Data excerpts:
──────────────────────────────

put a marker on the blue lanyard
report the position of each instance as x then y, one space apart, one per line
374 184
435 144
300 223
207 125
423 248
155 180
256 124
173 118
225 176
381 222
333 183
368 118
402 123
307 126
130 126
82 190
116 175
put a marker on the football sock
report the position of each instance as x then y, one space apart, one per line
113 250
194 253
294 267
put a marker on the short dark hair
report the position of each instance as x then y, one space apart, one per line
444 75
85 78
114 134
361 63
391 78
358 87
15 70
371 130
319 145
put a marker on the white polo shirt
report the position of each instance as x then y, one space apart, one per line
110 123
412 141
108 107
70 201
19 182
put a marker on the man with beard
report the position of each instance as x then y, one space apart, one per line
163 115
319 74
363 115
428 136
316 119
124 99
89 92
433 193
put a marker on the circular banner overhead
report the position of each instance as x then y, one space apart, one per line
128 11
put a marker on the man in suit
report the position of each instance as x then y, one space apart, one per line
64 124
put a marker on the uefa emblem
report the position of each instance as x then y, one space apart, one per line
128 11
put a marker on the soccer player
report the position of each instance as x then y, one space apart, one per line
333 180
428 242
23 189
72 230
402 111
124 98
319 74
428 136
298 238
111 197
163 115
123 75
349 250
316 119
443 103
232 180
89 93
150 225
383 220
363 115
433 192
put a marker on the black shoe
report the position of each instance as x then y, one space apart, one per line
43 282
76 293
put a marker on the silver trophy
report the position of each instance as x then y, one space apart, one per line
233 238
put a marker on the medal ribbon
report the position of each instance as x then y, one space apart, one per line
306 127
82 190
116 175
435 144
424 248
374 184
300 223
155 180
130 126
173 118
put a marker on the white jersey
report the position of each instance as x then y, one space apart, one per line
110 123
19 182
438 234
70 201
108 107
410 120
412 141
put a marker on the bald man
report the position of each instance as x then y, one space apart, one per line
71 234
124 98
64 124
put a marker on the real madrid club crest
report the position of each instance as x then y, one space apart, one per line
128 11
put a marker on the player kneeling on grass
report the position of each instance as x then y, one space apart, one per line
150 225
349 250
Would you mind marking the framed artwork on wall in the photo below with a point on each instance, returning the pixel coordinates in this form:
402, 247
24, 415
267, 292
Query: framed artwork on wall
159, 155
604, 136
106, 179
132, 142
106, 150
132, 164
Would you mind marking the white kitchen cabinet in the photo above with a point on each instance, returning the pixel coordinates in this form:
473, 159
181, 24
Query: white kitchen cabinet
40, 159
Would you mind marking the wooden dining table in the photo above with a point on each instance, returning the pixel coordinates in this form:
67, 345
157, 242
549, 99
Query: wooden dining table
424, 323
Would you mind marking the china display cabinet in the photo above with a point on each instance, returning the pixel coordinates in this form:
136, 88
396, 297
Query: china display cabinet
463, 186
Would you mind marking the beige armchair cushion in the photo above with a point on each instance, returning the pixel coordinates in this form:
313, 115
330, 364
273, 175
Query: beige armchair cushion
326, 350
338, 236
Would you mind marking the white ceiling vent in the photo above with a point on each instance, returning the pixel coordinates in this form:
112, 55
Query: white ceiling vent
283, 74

──────────────────────────────

> Aim of the task: Search the entries above for the string "player", and report each line where it occurs.

> Exercise response:
put a marker on the soccer player
put a marker on the player kneeling on grass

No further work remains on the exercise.